■ REQUIRED WORK:
1 > From the final paragraph of the passage on FDA adverse event reports, list every type of product it names.
2 > Condense the paragraph beginning "A similar system is already in place" in the passage on FDA adverse event reports into a short bulleted list that keeps its main facts.
3 > Resume the passage on FDA adverse event reports from its last sentence.

■ DOCUMENT PASSAGE:
The first report reached back to Jan. 1, 2004, through Sept. 30, 2016, but did not include voluntary reports made by drug manufacturers. That information is expected to be included in the first quarterly update, which will include the last three months of 2016 and is scheduled to be posted by February 2017. The report revealed a total of 56,574 adverse events, with 56,574 associated with food products; 25,412 linked to dietary supplements, and 4,322 tied to cosmetic products.
The FDA said that being more transparent will help the agency and other public health experts monitor trends in adverse event reports that could signal a safety issue that needs addressing.
A similar system is already in place for prescription drugs. Providing more transparency with foods, cosmetics and dietary supplements is another way the FDA hopes to protect consumers. For example, the agency has limited oversight of dietary supplements. The products are not reviewed by the FDA before they are put on the market, opening the door for makers to slip hidden and potentially dangerous drug ingredients in their products.

■ DATA:

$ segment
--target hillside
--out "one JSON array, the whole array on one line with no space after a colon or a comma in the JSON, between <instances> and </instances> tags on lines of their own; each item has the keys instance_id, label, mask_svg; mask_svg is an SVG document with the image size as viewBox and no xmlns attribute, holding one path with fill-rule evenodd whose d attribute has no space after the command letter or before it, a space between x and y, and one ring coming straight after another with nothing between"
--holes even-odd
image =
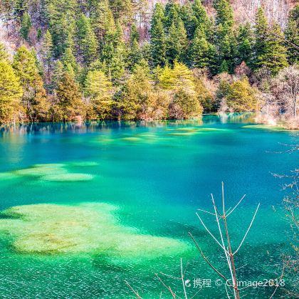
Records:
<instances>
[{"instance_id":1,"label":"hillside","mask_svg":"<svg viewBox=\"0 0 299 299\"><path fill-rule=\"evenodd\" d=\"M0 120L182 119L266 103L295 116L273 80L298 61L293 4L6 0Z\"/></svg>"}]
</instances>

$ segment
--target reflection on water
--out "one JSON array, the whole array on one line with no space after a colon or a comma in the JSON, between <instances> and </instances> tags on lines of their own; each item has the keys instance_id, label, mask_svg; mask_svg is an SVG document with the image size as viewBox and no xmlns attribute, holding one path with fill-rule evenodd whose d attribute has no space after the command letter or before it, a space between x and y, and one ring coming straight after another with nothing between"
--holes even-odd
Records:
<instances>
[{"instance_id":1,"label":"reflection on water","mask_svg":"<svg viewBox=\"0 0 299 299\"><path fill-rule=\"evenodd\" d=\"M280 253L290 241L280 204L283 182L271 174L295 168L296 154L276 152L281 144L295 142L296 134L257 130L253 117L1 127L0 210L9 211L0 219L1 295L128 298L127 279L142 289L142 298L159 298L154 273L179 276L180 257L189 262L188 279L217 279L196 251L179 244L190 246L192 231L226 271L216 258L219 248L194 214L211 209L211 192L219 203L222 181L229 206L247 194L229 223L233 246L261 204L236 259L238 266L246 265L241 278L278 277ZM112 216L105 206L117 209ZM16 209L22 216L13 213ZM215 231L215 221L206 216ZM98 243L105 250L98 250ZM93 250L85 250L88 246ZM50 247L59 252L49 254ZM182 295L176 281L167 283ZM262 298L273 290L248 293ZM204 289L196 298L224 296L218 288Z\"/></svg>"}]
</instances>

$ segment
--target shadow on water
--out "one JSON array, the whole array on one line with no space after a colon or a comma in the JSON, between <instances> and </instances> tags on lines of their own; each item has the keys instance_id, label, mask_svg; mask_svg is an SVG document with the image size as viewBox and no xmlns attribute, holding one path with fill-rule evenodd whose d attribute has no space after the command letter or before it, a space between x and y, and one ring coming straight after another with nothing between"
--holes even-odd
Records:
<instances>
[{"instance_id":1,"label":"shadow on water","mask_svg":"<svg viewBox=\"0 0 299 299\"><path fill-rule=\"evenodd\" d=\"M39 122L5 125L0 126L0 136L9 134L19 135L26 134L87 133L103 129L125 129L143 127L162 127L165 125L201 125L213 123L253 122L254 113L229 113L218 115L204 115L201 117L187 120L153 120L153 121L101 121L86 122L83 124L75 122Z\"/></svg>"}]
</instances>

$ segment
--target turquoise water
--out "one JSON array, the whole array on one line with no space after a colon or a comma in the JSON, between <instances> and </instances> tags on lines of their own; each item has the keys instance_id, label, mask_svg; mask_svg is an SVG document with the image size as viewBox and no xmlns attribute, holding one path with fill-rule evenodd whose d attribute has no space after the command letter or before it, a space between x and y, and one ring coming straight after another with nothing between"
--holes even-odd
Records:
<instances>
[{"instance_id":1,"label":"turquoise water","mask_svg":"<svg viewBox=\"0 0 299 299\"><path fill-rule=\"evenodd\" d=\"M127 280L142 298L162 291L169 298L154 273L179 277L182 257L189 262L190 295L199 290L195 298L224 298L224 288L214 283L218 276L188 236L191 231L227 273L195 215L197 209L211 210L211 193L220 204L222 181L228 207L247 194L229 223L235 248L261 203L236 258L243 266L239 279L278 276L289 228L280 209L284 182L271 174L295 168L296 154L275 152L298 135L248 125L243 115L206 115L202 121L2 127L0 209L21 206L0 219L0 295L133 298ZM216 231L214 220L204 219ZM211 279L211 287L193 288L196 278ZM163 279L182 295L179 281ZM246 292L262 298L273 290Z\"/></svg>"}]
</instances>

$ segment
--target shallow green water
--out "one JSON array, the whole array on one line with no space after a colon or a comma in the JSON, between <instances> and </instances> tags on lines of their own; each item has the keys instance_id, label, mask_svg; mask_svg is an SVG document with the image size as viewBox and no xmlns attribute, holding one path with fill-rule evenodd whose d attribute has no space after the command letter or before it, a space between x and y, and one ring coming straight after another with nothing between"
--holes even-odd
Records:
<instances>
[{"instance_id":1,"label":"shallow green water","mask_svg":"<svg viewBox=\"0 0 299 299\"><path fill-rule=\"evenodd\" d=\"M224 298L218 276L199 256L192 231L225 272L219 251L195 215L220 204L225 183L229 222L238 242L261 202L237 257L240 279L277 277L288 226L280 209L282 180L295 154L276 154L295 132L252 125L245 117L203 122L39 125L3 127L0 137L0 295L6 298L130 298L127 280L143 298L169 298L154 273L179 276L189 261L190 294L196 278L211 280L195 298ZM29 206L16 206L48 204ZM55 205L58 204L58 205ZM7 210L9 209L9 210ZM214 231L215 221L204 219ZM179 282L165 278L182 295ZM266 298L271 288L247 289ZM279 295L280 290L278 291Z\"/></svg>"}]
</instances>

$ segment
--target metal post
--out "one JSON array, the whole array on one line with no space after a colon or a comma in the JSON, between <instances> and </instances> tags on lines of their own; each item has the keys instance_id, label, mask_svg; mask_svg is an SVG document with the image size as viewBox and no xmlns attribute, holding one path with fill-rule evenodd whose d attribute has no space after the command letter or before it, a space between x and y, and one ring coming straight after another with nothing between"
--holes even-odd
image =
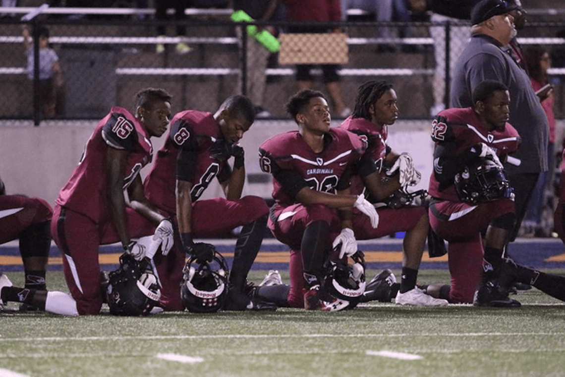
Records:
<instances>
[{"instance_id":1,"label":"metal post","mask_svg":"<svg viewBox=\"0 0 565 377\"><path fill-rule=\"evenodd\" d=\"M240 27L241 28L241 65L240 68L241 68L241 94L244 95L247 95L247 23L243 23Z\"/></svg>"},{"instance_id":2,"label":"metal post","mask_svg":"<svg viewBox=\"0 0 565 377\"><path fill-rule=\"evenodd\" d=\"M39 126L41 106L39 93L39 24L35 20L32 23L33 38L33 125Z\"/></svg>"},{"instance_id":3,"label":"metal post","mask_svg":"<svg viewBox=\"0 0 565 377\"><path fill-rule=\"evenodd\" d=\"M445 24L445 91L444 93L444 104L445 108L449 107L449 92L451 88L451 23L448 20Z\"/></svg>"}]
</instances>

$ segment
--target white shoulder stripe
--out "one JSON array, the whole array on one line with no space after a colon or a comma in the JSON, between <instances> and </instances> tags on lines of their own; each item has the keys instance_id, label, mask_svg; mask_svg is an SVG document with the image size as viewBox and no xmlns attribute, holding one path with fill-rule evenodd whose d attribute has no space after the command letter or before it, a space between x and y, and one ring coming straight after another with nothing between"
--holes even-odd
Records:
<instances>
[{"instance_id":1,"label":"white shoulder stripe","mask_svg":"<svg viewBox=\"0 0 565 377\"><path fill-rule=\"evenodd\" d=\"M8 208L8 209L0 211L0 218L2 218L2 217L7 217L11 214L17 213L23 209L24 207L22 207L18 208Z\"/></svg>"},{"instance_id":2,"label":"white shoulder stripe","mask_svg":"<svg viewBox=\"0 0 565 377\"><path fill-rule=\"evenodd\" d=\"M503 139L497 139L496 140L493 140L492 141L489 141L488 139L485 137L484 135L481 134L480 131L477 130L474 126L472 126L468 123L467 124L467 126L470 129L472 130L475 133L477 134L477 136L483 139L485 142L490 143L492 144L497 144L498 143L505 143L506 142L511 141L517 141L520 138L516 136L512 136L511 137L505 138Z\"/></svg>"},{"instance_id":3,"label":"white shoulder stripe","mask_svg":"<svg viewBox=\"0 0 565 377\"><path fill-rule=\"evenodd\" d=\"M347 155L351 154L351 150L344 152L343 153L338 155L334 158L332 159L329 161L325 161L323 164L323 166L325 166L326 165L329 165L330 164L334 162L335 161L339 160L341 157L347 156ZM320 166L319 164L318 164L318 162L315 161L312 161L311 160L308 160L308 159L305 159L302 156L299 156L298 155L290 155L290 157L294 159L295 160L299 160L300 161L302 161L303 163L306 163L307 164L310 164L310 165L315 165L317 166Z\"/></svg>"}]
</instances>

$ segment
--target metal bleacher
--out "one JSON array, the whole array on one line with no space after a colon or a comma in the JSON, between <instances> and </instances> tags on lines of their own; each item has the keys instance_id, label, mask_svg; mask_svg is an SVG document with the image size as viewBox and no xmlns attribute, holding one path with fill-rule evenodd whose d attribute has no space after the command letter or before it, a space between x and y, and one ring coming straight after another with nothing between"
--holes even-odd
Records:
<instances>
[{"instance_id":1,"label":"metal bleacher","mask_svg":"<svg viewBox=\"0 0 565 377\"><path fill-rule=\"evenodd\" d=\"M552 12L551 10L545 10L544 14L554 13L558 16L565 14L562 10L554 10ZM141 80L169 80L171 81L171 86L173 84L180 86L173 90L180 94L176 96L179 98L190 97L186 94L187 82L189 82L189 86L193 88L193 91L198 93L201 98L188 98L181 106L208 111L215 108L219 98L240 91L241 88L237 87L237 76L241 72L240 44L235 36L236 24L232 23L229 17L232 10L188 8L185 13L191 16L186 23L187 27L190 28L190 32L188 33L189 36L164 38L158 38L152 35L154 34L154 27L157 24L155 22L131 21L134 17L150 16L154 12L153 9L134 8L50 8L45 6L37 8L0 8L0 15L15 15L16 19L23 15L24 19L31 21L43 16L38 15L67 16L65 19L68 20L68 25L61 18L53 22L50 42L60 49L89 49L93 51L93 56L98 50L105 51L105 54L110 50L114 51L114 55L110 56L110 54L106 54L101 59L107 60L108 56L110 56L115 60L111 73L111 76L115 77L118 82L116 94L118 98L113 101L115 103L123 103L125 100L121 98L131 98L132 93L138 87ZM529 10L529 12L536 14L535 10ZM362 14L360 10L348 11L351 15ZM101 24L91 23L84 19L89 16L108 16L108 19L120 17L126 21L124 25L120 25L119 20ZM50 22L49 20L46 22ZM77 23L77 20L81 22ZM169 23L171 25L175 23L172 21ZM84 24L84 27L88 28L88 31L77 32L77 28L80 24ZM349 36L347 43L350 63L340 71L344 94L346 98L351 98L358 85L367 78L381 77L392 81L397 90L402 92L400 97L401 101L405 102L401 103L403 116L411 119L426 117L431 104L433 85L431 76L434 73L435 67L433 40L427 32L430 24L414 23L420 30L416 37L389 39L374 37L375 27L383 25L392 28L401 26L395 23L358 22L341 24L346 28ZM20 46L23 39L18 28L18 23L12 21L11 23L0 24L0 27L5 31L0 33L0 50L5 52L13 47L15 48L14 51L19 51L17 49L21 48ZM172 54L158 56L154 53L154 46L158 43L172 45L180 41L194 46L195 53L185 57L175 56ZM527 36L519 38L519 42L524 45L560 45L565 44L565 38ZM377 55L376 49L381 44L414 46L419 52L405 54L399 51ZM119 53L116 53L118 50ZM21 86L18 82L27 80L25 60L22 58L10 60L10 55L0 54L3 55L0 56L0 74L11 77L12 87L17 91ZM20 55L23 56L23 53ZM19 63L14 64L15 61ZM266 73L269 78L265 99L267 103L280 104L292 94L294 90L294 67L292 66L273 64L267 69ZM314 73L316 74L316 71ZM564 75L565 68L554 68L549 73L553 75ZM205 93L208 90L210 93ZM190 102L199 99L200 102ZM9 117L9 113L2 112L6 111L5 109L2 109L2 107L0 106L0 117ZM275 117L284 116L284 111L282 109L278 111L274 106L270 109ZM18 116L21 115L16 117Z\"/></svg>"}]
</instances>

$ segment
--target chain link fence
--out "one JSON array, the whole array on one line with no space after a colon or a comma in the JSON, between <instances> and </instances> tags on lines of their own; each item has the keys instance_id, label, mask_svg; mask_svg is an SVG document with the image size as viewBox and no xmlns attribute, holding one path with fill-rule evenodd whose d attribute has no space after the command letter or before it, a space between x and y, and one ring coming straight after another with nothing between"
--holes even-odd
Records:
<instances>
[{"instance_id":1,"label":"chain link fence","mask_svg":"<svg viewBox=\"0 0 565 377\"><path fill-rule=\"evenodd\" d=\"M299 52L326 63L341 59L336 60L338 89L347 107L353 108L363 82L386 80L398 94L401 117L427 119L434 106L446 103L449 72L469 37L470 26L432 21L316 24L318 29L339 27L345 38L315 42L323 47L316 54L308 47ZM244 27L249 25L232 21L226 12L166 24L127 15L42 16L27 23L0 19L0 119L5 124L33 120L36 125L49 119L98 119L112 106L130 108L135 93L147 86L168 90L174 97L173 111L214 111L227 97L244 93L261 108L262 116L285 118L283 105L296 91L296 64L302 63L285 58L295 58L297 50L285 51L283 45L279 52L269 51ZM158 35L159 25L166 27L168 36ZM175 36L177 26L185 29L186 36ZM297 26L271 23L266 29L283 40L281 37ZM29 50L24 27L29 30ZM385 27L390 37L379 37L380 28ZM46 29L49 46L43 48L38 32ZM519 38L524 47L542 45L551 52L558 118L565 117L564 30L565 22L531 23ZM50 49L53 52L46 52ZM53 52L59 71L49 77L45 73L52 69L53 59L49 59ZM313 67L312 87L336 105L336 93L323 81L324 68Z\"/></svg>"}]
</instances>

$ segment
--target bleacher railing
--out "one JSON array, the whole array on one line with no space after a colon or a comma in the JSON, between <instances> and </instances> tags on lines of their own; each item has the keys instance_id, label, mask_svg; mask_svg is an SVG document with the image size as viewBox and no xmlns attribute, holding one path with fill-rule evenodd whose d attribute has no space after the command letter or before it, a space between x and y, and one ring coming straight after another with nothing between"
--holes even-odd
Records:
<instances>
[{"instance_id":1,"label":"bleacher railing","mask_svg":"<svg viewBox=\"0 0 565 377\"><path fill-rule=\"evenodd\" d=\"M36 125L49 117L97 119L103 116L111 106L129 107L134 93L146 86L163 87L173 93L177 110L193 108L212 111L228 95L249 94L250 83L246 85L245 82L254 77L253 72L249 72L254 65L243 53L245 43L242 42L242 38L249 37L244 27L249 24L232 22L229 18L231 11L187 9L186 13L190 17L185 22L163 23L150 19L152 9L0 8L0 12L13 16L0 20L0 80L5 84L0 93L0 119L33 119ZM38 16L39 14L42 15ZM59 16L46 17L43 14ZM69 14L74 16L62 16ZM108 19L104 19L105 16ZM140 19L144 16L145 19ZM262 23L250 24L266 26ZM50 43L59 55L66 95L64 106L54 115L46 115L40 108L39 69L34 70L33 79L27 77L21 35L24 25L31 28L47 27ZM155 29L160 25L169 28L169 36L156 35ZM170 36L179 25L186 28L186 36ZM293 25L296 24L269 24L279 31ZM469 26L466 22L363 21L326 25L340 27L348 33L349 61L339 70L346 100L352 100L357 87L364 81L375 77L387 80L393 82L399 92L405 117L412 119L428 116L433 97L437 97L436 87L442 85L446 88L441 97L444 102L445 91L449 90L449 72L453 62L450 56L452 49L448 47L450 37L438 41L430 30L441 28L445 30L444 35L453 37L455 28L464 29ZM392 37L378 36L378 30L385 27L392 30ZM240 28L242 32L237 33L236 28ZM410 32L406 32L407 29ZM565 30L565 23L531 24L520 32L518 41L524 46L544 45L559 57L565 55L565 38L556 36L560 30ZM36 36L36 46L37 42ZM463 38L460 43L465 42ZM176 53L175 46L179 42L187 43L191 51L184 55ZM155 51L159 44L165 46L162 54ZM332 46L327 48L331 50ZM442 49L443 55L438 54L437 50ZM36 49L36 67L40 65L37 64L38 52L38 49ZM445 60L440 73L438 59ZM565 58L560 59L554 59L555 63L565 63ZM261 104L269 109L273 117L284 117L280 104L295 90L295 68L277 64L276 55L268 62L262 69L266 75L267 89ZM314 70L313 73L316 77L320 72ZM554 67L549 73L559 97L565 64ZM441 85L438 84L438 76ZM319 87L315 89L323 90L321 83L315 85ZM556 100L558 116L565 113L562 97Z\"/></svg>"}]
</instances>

■ RESPONSES IN ORDER:
1 >
- Prescription drugs
- Foods
- Cosmetics
- Dietary supplements

2 >
- Prescription drugs already have a similar system.
- The FDA hopes greater transparency for foods, cosmetics and dietary supplements will protect consumers.
- The agency has limited oversight of dietary supplements, which it does not review before they reach the market.
- This lets makers slip hidden and potentially dangerous drug ingredients into their products.

3 >
Currently, the Personal Care Products Safety Act is pending in Congress. The proposed act will require cosmetic makers to report adverse events related to their products within 15 business days of becoming aware of the problem. The law will also give the FDA mandatory recall authority over cosmetics in the event of a safety concern.
Legal experts say that making the adverse event records public will help consumers be more educated about dangerous food, supplements and cosmetics faster, and may mean more personal injury lawsuits against manufacturers of these products.